Task:
Print the entries exactly; no image belongs in the copy.

━━━ Excerpted data ━━━

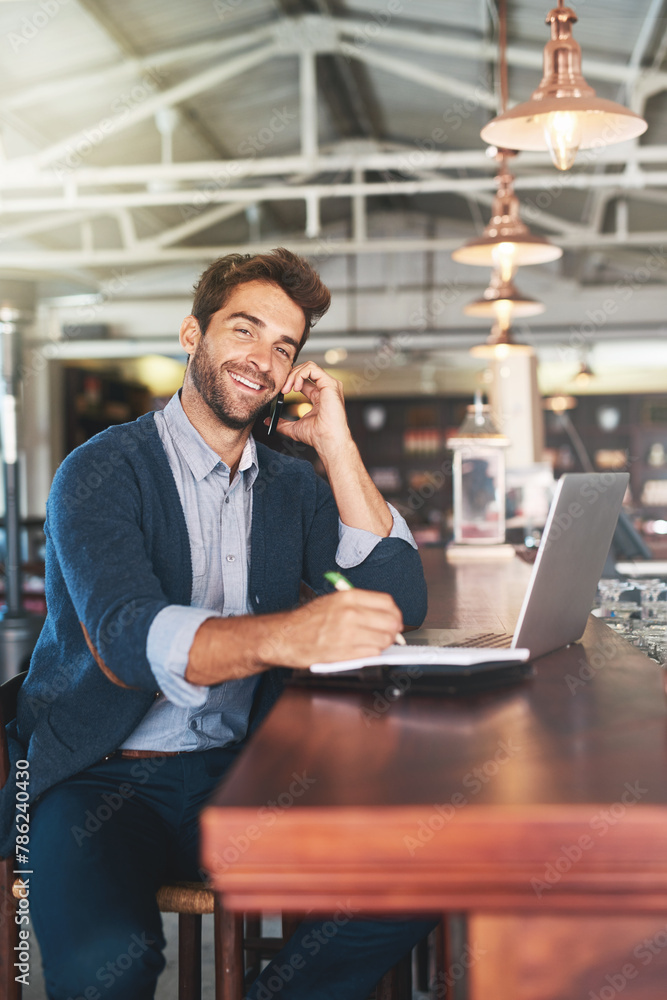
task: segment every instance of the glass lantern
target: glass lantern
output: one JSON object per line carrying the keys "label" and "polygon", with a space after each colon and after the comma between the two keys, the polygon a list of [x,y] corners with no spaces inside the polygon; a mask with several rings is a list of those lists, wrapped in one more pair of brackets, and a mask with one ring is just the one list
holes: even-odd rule
{"label": "glass lantern", "polygon": [[454,541],[494,545],[505,541],[505,448],[509,440],[476,394],[447,445],[454,452]]}

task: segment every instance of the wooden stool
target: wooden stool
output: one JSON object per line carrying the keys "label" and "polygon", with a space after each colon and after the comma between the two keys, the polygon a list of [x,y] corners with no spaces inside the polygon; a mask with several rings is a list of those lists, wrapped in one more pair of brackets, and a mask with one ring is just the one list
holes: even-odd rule
{"label": "wooden stool", "polygon": [[[178,913],[178,1000],[200,1000],[201,918],[215,912],[214,894],[203,882],[173,882],[161,886],[157,902],[161,913]],[[215,957],[217,972],[217,949]]]}
{"label": "wooden stool", "polygon": [[[14,978],[14,947],[18,944],[14,913],[18,904],[17,879],[10,859],[0,862],[0,997],[21,1000],[21,984]],[[218,904],[215,894],[201,882],[173,882],[163,885],[157,894],[161,913],[178,913],[178,1000],[201,1000],[202,916],[214,914],[215,920],[215,1000],[242,1000],[246,979],[261,971],[262,959],[277,954],[291,937],[298,918],[285,919],[282,937],[262,937],[261,918],[228,913]],[[245,955],[248,956],[246,963]],[[377,986],[377,1000],[410,1000],[410,956],[383,976]]]}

━━━

Response for this exercise:
task: segment every instance of the glass lantern
target: glass lantern
output: one JSON object per line carrying the keys "label" and "polygon", with a space after each colon and after the comma between the two keys, the polygon a list of [x,y] corners with no spaces inside the polygon; a mask with several rings is a list of those lists, wrapped in one more pair of brackets, and a mask with one ring is just the one list
holes: even-odd rule
{"label": "glass lantern", "polygon": [[454,541],[494,545],[505,541],[505,448],[509,440],[476,394],[447,445],[454,452]]}

task: segment every instance of the wooden stool
target: wooden stool
output: one JSON object per line carrying the keys "label" and "polygon", with a space after each colon and after the comma between the two keys, the polygon a list of [x,y] corners with no spaces inside the polygon; a mask with several rings is a list of those lists, wrapped in one more pair of brackets, and a mask with one ring is just the one list
holes: even-odd rule
{"label": "wooden stool", "polygon": [[[178,913],[178,1000],[200,1000],[201,918],[215,912],[214,894],[203,882],[173,882],[161,886],[157,902],[161,913]],[[215,957],[217,972],[217,949]]]}
{"label": "wooden stool", "polygon": [[[14,978],[14,947],[18,944],[14,913],[18,904],[17,879],[10,859],[0,862],[0,997],[21,1000],[21,984]],[[218,904],[215,894],[201,882],[173,882],[163,885],[157,894],[161,913],[178,913],[178,1000],[201,1000],[202,916],[214,914],[215,920],[215,1000],[242,1000],[246,979],[261,971],[262,959],[277,954],[291,937],[298,918],[285,919],[282,937],[262,937],[261,918],[228,913]],[[245,955],[248,956],[246,963]],[[377,986],[377,1000],[410,1000],[410,956],[383,976]]]}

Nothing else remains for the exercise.